▶ What to produce
Please rewrite the listing below with every "highlights" changed to "marks" and nothing else altered. Leave the pictures out of your version.

▶ Recorded information
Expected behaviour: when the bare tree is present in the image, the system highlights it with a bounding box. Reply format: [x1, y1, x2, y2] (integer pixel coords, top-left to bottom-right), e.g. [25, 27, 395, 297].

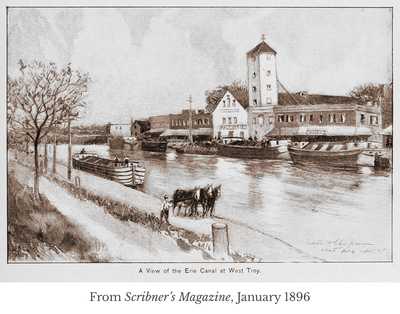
[350, 83, 383, 103]
[7, 60, 89, 197]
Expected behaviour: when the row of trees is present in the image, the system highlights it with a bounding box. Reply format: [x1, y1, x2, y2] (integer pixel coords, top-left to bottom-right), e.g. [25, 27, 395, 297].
[7, 60, 89, 197]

▶ Task output
Expected behaviour: when the bare tree is present in the image, the system marks it with a bounding box. Reply format: [x1, y1, x2, y2] (integer pixel coords, top-left to bottom-right), e.g. [25, 27, 395, 297].

[350, 83, 383, 103]
[7, 60, 89, 197]
Expected behaviour: when the row of trees is present in the image, the system marks it with a bounding box. Reply format: [x1, y1, x2, y2] (integer pixel coords, top-left to bottom-right), e.g. [25, 27, 395, 297].
[7, 60, 89, 197]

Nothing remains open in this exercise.